BEGIN INPUT

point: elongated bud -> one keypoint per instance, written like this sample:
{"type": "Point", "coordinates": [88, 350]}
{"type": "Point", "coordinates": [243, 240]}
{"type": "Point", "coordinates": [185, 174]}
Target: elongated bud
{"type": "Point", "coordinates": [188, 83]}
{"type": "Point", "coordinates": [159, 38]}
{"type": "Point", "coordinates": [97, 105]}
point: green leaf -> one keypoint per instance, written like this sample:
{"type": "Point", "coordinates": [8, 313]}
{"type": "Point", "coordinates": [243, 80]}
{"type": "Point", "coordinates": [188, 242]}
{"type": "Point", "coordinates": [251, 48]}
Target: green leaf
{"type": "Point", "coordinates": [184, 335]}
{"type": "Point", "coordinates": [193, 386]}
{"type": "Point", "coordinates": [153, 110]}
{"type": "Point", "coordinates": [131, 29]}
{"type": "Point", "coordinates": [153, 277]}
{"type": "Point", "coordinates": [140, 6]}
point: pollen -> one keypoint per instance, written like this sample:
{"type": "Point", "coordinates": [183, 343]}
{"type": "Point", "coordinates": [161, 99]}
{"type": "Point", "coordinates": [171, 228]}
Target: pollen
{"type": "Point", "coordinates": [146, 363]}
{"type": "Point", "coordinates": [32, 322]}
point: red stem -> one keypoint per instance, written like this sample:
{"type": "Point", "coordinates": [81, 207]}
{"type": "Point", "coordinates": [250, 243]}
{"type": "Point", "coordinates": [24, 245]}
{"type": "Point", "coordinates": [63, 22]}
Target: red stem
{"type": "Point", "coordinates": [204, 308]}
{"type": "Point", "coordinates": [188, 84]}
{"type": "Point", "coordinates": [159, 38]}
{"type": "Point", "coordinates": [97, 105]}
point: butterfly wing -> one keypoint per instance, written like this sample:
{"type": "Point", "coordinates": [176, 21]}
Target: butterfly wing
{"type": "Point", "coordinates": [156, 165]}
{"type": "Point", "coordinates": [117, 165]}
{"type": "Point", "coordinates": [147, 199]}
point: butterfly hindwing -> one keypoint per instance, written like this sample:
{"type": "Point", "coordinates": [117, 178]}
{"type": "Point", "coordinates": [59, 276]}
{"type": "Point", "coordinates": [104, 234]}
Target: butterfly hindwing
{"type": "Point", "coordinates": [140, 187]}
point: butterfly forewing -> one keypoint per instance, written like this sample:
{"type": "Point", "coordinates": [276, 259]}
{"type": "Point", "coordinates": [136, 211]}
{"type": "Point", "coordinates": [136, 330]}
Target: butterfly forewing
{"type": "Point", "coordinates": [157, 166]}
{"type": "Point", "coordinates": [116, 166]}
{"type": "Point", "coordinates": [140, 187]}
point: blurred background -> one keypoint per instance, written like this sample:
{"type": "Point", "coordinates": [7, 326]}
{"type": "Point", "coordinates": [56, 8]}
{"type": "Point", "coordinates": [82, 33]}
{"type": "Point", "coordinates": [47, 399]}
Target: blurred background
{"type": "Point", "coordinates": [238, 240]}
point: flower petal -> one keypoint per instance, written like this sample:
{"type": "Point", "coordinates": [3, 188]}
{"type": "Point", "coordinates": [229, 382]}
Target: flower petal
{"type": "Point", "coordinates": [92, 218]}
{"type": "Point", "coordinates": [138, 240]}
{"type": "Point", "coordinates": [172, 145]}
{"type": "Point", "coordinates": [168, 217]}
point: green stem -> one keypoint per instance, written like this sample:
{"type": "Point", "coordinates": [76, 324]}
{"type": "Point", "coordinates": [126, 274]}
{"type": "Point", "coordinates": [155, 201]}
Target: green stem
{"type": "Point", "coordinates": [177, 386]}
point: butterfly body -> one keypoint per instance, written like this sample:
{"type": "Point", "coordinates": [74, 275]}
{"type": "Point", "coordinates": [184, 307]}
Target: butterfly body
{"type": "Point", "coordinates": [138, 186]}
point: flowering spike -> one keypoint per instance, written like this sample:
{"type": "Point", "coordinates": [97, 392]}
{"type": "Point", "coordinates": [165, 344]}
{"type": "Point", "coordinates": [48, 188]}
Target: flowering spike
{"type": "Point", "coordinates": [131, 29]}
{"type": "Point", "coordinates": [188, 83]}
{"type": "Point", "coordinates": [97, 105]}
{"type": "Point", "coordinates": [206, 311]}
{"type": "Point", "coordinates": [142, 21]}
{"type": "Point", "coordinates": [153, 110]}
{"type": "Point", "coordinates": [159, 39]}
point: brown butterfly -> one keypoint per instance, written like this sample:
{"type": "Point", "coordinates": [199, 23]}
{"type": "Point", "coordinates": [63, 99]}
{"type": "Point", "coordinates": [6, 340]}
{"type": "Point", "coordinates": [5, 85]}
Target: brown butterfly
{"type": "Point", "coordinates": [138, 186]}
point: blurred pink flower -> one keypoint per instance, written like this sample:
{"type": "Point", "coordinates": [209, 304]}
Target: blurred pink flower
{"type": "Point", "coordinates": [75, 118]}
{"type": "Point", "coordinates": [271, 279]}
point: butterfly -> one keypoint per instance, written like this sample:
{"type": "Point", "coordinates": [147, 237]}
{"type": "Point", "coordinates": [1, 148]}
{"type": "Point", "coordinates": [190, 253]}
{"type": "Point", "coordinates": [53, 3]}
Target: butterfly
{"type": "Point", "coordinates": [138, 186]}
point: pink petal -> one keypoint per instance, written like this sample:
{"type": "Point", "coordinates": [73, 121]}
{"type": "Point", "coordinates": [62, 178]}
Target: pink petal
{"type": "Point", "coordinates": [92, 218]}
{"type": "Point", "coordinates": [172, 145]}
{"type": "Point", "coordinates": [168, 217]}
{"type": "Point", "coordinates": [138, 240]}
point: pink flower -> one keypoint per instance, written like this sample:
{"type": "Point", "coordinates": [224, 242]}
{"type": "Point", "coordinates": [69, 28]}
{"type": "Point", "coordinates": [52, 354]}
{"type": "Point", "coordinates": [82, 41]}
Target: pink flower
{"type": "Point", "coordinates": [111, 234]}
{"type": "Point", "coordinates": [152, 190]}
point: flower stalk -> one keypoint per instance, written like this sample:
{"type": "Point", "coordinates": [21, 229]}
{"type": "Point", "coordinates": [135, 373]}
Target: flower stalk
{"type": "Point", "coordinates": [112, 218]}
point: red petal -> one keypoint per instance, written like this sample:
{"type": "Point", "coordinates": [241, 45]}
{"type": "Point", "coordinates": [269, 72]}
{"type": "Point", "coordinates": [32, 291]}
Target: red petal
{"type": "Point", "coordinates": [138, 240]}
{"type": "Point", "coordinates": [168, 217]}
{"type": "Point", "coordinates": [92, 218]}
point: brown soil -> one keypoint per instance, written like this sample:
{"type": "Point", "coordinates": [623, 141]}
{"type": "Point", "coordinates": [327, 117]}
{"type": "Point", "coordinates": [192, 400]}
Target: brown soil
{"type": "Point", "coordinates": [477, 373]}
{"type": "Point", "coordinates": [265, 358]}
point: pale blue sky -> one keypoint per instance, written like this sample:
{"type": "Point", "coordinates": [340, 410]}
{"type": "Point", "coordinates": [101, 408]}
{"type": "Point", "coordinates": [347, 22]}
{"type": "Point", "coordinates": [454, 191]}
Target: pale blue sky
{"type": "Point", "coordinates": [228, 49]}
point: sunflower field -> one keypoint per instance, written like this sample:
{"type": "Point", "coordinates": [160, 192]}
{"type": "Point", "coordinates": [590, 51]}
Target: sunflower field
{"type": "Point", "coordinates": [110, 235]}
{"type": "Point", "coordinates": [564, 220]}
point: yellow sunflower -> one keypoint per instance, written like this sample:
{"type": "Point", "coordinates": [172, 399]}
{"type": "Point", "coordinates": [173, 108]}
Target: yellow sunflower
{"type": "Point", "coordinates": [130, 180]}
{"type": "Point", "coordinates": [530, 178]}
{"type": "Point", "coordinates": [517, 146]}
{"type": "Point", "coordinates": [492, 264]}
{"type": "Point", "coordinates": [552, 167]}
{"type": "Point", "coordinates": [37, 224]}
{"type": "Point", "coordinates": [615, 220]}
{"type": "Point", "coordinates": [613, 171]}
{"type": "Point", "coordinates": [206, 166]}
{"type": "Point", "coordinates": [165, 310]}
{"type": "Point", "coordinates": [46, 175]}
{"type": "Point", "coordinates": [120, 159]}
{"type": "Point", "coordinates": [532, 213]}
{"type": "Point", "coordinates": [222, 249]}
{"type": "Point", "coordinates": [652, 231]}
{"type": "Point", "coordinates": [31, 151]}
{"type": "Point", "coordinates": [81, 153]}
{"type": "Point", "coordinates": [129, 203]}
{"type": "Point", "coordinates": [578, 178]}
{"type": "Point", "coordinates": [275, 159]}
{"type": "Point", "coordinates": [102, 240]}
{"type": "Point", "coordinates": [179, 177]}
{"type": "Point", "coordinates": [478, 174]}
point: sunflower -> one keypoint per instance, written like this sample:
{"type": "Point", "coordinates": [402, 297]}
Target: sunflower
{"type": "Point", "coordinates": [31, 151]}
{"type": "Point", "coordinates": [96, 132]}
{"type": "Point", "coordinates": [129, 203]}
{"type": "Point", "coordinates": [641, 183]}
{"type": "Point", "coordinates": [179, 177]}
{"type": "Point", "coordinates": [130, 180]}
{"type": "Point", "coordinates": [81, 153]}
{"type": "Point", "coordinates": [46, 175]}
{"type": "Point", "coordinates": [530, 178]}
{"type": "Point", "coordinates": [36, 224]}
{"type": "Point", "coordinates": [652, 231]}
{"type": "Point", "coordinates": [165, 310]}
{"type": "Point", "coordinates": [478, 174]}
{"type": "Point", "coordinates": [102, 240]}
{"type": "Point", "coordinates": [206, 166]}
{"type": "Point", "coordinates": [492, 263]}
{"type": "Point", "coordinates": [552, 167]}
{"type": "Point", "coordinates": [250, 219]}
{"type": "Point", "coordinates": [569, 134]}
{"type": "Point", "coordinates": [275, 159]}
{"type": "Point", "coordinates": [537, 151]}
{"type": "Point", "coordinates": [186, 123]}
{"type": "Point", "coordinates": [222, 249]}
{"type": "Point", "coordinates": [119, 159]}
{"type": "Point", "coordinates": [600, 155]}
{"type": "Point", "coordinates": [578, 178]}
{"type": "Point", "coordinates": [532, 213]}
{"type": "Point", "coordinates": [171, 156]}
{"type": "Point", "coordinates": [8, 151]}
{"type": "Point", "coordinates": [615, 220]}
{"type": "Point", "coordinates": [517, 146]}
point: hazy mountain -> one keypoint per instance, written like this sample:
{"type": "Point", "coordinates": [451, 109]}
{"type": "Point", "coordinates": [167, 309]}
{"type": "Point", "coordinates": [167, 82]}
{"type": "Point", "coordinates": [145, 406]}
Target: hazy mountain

END INPUT

## [EXERCISE GOAL]
Write out exactly the lines from the line holding "point: hazy mountain" through the last line of the data, and nothing besides those lines.

## [RESPONSE TO THIS TASK]
point: hazy mountain -> one keypoint per instance, written like this sample:
{"type": "Point", "coordinates": [451, 109]}
{"type": "Point", "coordinates": [167, 309]}
{"type": "Point", "coordinates": [167, 82]}
{"type": "Point", "coordinates": [145, 406]}
Target: hazy mountain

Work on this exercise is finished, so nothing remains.